-- Start --

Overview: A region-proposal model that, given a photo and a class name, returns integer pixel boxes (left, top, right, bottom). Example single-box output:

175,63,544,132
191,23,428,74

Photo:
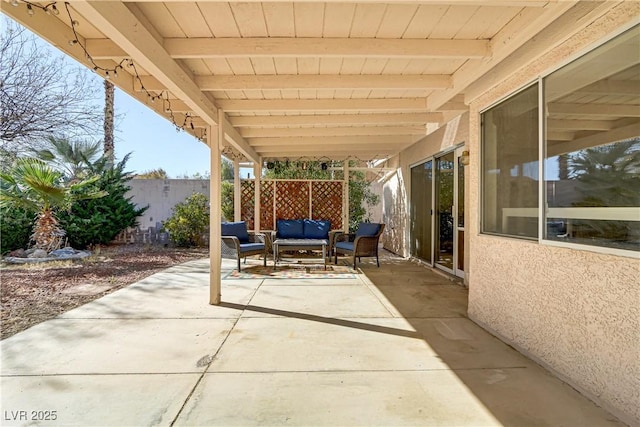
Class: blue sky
110,89,210,178
8,15,210,178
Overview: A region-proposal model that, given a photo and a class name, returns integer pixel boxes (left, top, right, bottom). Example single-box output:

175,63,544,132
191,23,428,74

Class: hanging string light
16,0,202,142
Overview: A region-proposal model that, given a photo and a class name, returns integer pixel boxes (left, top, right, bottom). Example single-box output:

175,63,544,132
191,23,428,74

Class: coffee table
273,239,329,270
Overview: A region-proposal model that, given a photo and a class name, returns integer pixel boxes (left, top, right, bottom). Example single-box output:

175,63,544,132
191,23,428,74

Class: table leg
322,245,327,270
272,244,279,270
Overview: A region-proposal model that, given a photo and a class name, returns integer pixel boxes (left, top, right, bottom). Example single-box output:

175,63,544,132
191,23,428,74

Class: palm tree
36,136,101,181
0,157,106,251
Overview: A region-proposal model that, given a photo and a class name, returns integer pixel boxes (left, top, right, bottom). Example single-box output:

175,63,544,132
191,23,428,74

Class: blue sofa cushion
356,222,380,237
276,219,304,239
336,242,353,252
222,221,249,243
304,219,331,239
240,243,264,253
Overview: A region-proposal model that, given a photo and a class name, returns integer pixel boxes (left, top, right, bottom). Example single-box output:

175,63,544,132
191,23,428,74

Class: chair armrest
249,231,266,243
222,236,240,256
335,232,356,242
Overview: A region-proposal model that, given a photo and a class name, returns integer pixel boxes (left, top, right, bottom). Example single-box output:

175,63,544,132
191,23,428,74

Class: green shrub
58,155,148,249
0,207,35,254
162,193,209,247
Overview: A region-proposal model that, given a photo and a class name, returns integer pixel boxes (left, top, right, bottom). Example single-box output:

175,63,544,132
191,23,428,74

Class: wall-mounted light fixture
460,150,469,166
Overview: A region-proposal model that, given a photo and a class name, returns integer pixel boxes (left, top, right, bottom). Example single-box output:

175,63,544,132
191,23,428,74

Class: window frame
478,77,542,242
476,22,640,259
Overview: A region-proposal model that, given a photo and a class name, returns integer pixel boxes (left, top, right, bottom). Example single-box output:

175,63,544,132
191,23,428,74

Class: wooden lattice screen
240,180,344,230
311,181,343,230
275,181,310,219
260,181,276,230
240,179,256,230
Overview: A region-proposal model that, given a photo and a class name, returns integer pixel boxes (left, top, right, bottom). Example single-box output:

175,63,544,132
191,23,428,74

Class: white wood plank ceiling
1,0,637,161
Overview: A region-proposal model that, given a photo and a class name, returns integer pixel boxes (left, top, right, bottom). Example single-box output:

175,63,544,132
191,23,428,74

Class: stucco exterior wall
127,179,209,230
466,2,640,425
382,113,469,257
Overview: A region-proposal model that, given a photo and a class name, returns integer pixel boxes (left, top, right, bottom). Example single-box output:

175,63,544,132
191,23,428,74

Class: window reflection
544,27,640,251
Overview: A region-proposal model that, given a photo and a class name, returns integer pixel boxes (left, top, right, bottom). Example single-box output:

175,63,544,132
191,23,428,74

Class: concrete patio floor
0,254,622,426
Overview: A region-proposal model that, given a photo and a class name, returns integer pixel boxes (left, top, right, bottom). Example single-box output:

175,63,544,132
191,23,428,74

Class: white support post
307,181,313,219
342,159,349,233
233,159,242,221
207,122,223,305
253,158,262,233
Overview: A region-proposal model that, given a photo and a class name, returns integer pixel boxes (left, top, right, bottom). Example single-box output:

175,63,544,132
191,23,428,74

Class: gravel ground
0,245,209,339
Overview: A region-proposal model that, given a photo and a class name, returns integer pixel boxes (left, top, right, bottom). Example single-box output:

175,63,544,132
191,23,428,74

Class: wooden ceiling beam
429,0,584,110
212,98,427,113
547,119,614,130
164,37,491,59
240,126,427,138
123,0,562,7
229,113,443,128
247,135,420,150
196,74,451,91
136,74,451,92
548,103,640,118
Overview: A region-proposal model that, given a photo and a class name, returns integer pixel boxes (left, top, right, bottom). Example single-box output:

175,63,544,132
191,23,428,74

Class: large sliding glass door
410,148,464,276
435,152,455,272
411,160,433,264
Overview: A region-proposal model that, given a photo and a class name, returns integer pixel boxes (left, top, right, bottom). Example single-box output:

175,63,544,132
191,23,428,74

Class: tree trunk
104,80,115,164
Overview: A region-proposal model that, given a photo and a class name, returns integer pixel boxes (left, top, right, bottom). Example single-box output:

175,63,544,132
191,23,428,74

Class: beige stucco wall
126,179,209,230
467,2,640,425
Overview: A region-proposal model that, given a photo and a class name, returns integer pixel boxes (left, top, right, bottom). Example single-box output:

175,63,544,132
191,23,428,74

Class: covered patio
0,253,622,427
0,0,640,425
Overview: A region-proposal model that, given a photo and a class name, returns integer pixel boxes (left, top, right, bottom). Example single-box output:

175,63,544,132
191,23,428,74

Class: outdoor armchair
334,222,384,269
221,221,267,271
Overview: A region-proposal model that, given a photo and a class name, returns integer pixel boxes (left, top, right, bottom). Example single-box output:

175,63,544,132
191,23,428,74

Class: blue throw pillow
276,219,304,239
221,221,249,243
304,219,331,239
356,222,380,237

-- End --

Rewrite every line of the records above as a JSON array of strings, one string per line, skipping blank lines and omitting the pictures.

» **THE RESPONSE**:
[
  "Overview: A region-proposal model that, given a photo and a class name, returns integer pixel boxes (left, top, right, bottom). Example single-box output:",
  "175,63,544,132",
  "191,23,428,74",
  "Photo:",
  "Class: blue sky",
  "110,89,210,178",
  "8,15,210,178",
  "Overview: A region-proposal model that, given a photo and a class name, returns integer pixel boxes (left, top, right, bottom). Example single-box output:",
  "175,63,544,132",
  "191,23,428,74",
  "Class: hanging string light",
  "16,0,202,142",
  "Overview: A region-proposal model that, given a photo and a class name, returns integer pixel boxes (left, top, right, bottom). Example single-box output:",
  "175,63,544,132",
  "191,23,428,74",
  "Class: coffee table",
  "273,239,329,270",
  "Overview: A region-proposal model that, given a photo and a class name, returns integer pixel boxes (left, top, right, bottom). Example single-box output:",
  "175,63,544,132",
  "191,23,428,74",
  "Class: table leg",
  "322,245,327,270",
  "272,244,279,270",
  "Overview: A region-proposal model that, given a photo and a class name, returns integer pixel boxes (left, top, right, bottom). Example single-box output:",
  "175,63,544,132",
  "191,23,428,74",
  "Class: palm tree",
  "36,136,101,181",
  "0,157,106,251",
  "Overview: A region-proposal model that, given a photo and a class name, returns integer pixel boxes (left, top, right, bottom). Example single-box output:",
  "175,63,544,132",
  "191,23,428,74",
  "Class: blue sofa cushion",
  "356,222,380,237",
  "276,219,304,239",
  "336,242,353,252",
  "222,221,249,243",
  "304,219,331,239",
  "240,243,264,253",
  "Overview: A region-proposal model that, given a photo and a class name, returns integer pixel boxes (left, top, right, bottom). Example single-box output:",
  "175,63,544,132",
  "191,23,428,74",
  "Class: chair armrest",
  "249,231,266,243",
  "222,236,240,256",
  "335,232,356,242",
  "Overview: A region-proposal model that, given a photo and a class name, returns integer pixel boxes (left, top, right, bottom). Example single-box output:",
  "175,63,544,132",
  "191,23,428,74",
  "Class: green shrub",
  "58,155,148,249",
  "0,207,35,254",
  "162,193,209,247",
  "Overview: A region-proposal model that, given a photo and a class name, returns integer pixel boxes (left, top, right, bottom). Example single-box output:",
  "175,63,544,132",
  "191,23,428,74",
  "Class: wall-mounted light fixture",
  "460,150,469,166",
  "Overview: A region-proposal model that, given a photo and a class name, returns integer pixel boxes (left, top, right, bottom). Example single-box output:",
  "175,63,544,132",
  "191,23,428,74",
  "Class: window frame",
  "478,77,542,242",
  "476,22,640,259",
  "Overview: A region-proposal model that, given a photo and a class name, returns integer pixel boxes (left, top, right, bottom). Example single-box output:",
  "175,63,544,132",
  "191,23,428,74",
  "Class: wooden lattice screen",
  "240,180,344,230",
  "311,181,343,230",
  "275,181,310,219",
  "260,181,276,230",
  "240,179,256,230",
  "Overview: A region-proposal model that, given a photo and a class name, returns integer pixel boxes (left, top, right, bottom). Example single-box output:",
  "175,63,544,132",
  "191,23,428,74",
  "Class: white wood plank ceiling",
  "1,0,637,161",
  "Overview: A region-proposal model that, given a photo and a class name, returns integer pixel boxes (left, top, right, bottom). Example single-box output:",
  "175,63,544,132",
  "191,23,428,74",
  "Class: stucco exterior wall",
  "127,179,209,230",
  "466,2,640,425",
  "382,113,469,257",
  "Overview: A region-proposal model that, given a photo and a class name, returns integer pixel boxes (left, top, right, bottom). Example single-box output:",
  "175,63,544,132",
  "191,23,428,74",
  "Class: window reflection",
  "544,27,640,251",
  "Overview: A region-proposal model that, given a photo and a class name, returns integer pixel boxes (left, top, right, bottom). Example single-box output:",
  "175,63,544,132",
  "191,23,428,74",
  "Class: concrete patio floor",
  "0,254,622,426",
  "Overview: A region-proposal model that, given a photo and a class name, returns integer pixel boxes (left, top, right, bottom). Example single-box output:",
  "175,63,544,132",
  "191,23,428,74",
  "Class: white support post",
  "307,181,313,219",
  "342,159,349,233",
  "233,159,242,221",
  "207,122,223,305",
  "253,158,262,233",
  "Overview: A region-proposal model that, given a photo and a class name, returns integer pixel boxes (left, top, right, bottom). Example single-box output:",
  "175,63,544,132",
  "191,23,428,74",
  "Class: gravel ground",
  "0,245,209,339",
  "Overview: A region-proposal model that, given a photo and a class name, returns integer pixel boxes (left, top, right, bottom). Example single-box output:",
  "175,63,544,132",
  "191,23,428,74",
  "Class: wooden ceiling beam",
  "429,0,584,110",
  "212,98,427,113",
  "547,119,614,130",
  "164,37,491,59",
  "240,126,427,138",
  "123,0,562,7",
  "229,113,443,128",
  "247,135,420,150",
  "196,74,451,91",
  "136,74,451,92",
  "548,103,640,118",
  "Overview: A region-proposal model that, given a photo and a class name, returns integer pixel boxes (left, top, right, bottom). Example single-box output:",
  "175,63,544,132",
  "191,23,428,74",
  "Class: large sliding glass door",
  "410,148,464,276",
  "435,152,455,272",
  "411,160,433,264",
  "Overview: A region-proposal model that, given a photo and a class name, returns integer pixel boxes (left, top, right, bottom). Example single-box output:",
  "175,63,544,132",
  "191,23,428,74",
  "Class: tree trunk",
  "104,80,115,164",
  "Overview: A region-proposal model that, given a photo and a class name, returns integer pixel boxes (left, top, right, bottom). Example single-box output:",
  "175,63,544,132",
  "191,23,428,74",
  "Class: beige stucco wall",
  "126,179,209,230",
  "467,2,640,425",
  "Overview: A region-proposal model that, given a photo and a class name, returns integer pixel boxes (left, top, right, bottom). Example single-box output:",
  "175,63,544,132",
  "191,23,428,74",
  "Class: covered patio",
  "0,253,622,427",
  "0,0,640,425",
  "Overview: A region-proposal model that, given a photo and a class name, returns integer pixel boxes (left, top, right, bottom). Example single-box output:",
  "175,63,544,132",
  "191,23,428,74",
  "Class: outdoor armchair",
  "334,222,384,269",
  "221,221,267,271",
  "Overview: A region-proposal model that, given a photo and a class name, returns integer pixel boxes (left, top, right, bottom). Example single-box output:",
  "175,63,544,132",
  "191,23,428,74",
  "Class: blue throw pillow",
  "276,219,304,239",
  "221,221,249,243",
  "304,219,331,239",
  "356,222,380,237"
]